Print every record exactly.

■ **SUPPLIED RECORDS**:

● ● ●

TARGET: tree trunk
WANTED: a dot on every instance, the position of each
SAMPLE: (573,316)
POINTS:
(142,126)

● ● ●

■ **OUTPUT OF THE EXERCISE**:
TARGET: tree trunk
WANTED: a dot on every instance, the position of each
SAMPLE: (573,316)
POINTS:
(142,126)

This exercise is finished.